◆ WHAT YOU ARE ASKED TO DO
Report how many lines of the listing below contain the string "coati", matching case exactly. Reply with the number alone.
## BEGIN RECORDS FOR THE TASK
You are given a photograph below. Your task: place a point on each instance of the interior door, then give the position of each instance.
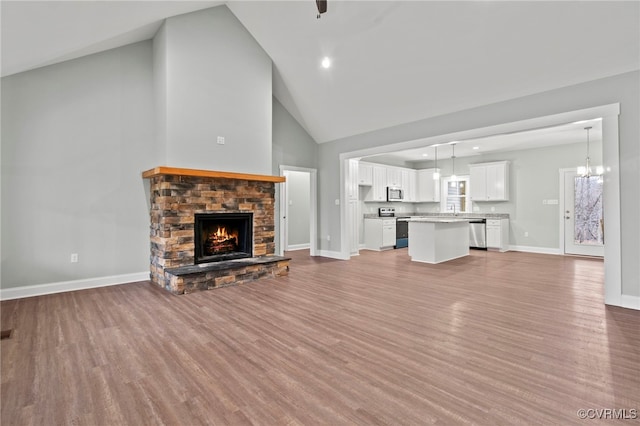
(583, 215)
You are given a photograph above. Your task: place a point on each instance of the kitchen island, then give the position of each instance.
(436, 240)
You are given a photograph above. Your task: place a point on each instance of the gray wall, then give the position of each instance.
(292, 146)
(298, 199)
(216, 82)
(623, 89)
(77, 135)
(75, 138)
## END RECORDS FOR THE TASK
## BEGIN RECORDS FOR THE TASK
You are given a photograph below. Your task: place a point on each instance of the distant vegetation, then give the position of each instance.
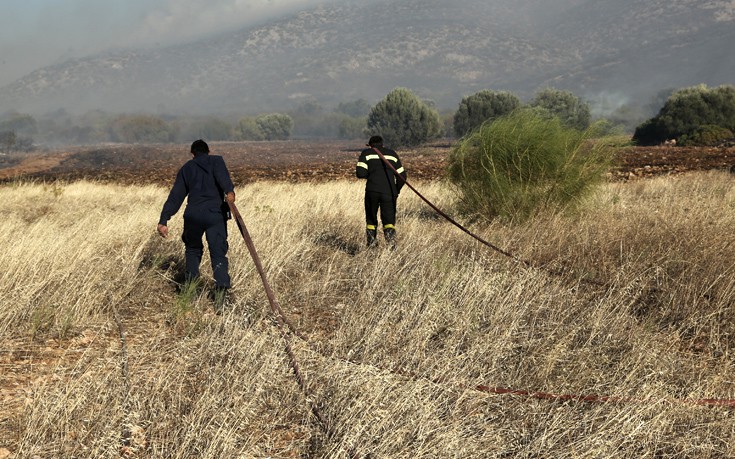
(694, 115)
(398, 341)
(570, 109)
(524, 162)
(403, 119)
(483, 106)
## END RECORDS FOR THE TASK
## BEGIN RECORDS FOR THE TASK
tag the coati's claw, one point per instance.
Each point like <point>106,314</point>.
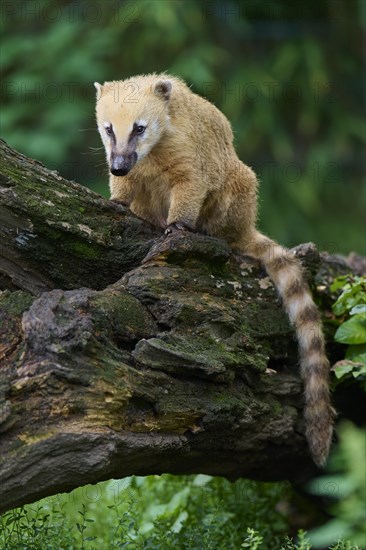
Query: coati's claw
## END RECORDS FOR THE TASK
◆ CORRECT RESPONSE
2